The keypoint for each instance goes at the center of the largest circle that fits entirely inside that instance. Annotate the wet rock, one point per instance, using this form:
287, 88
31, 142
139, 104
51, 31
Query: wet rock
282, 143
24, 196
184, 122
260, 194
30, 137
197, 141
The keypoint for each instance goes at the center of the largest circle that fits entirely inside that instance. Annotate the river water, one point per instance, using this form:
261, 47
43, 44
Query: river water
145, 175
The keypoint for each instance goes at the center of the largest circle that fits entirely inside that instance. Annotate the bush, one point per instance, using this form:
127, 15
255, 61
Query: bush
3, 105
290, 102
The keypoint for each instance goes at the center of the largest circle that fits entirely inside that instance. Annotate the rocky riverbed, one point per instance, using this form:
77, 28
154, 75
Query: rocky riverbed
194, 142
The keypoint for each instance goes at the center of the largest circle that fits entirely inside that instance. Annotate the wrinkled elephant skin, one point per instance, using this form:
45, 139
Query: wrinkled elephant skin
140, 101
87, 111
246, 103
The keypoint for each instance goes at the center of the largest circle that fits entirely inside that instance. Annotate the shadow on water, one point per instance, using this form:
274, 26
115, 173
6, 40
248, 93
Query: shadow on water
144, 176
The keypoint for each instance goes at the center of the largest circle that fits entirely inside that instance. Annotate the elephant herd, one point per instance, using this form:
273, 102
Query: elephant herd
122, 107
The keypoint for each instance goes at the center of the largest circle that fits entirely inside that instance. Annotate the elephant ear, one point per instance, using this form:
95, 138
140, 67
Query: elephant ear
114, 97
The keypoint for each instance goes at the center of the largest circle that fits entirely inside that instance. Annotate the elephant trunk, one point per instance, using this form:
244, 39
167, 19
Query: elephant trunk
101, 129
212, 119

- _ACTION ITEM_: The listing above is to be copied exactly, in full.

- _SOLUTION FOR THIS PROBLEM_:
The keypoint for each instance goes at the center of the largest circle that fits entirely inside that instance. Annotate the wet rock, one point per instance, using this form:
287, 88
31, 142
139, 104
51, 31
Query: wet rock
282, 143
24, 196
184, 122
260, 194
30, 137
197, 141
The keypoint for each instance goes at the center of the largest circle that fits entirely inside that instance. Annotate the river water, one point per instance, using this form:
261, 47
43, 44
Query: river water
145, 175
The keypoint for each instance goes at the center of the largest circle that fits entirely inside that instance. Annotate the bush, one point per instance, using this form:
127, 15
255, 61
Query: bush
3, 105
290, 102
The keypoint for each instance goes at the center of the largest circle that fits entirely inside that instance. Annotate the rocky riverbed, one point per instance, using this form:
77, 28
154, 75
Query: rocky riverbed
194, 142
The keypoint for each instance goes at the center of the largest circle that fits entirely inside that instance. Annotate the wrinkled elephant skin, one point per instance, using this form:
45, 139
Query: wrinkled elephant skin
140, 101
87, 111
246, 103
The keypoint for each instance goes at the center of the largest circle that fits entirely inside that instance. Annotate the shadow on water, one point per instance, using this form:
274, 26
115, 173
6, 40
248, 93
Query: shadow on water
144, 176
The keypoint for each instance goes at the center of the largest circle that fits entirely inside that instance. Annotate the elephant herd, one point per instance, using this form:
273, 102
Query: elephant herd
122, 107
The keypoint for each instance goes at the center of the largest circle that fits entirely inside that instance. Annotate the elephant ear, one point per instance, using this form:
95, 138
140, 67
Query: elephant ear
114, 97
The keypoint for each instance goes at the center of the largest circle that fits entirely inside that instance. Annotate the elephant trunk, one point per instance, using this form:
244, 39
167, 19
Query: elephant trunk
101, 129
212, 119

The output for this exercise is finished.